Reproduce only the lines that run from the line containing "Expected output, for every instance of the heart-shaped" to the end of the entries below, exactly as they stand.

===

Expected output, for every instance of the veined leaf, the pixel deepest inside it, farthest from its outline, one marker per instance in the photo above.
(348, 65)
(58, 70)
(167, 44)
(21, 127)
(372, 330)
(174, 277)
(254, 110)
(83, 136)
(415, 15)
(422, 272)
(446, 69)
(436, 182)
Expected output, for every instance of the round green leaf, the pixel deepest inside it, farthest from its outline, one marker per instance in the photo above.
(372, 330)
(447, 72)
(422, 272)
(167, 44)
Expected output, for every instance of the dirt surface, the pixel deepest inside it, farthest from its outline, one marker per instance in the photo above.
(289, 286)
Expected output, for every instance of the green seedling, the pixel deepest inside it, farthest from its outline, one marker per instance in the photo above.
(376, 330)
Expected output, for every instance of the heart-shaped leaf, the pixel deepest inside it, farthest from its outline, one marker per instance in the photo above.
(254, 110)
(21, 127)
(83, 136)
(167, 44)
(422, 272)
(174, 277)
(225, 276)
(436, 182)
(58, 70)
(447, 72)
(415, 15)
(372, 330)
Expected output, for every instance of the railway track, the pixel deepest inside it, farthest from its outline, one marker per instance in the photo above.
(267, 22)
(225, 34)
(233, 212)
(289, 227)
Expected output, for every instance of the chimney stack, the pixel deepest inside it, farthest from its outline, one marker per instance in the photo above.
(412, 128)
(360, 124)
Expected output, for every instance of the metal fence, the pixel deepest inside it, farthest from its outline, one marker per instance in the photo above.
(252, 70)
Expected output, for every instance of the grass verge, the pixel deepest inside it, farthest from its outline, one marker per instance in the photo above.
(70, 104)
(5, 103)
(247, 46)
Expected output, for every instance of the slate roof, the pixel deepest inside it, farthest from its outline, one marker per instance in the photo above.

===

- _Result for this task_:
Expected output, for every instance of the heart-shaped leaf, the pixel deepest inside it, farthest from its outline, one marker per instance in the photo above.
(254, 110)
(21, 127)
(83, 136)
(167, 44)
(422, 272)
(174, 277)
(225, 276)
(436, 182)
(58, 70)
(447, 72)
(415, 15)
(372, 330)
Expected output, for every instance of the railway track, the pixel deepest inside it, farthest from its outline, one marker per instance in the photo above.
(267, 22)
(225, 34)
(233, 212)
(289, 227)
Expected output, for every instance of the chimney stack, the pixel deepest inside it, farthest from its outline, one marker per instance in the photo above.
(412, 128)
(360, 124)
Expected output, for every instance of the metal fence, the pixel deepest inside it, farthest from its outline, one marker per instance in the photo above.
(252, 70)
Expected output, for every instance of the grass verge, the pixel deepest inside it, farthest from its outline, one marker per instance in the photo above.
(70, 104)
(5, 103)
(247, 46)
Expected output, for every instance of the slate roof, the pixel deepest inside it, farthest from its outline, one marker per instance in the photo above.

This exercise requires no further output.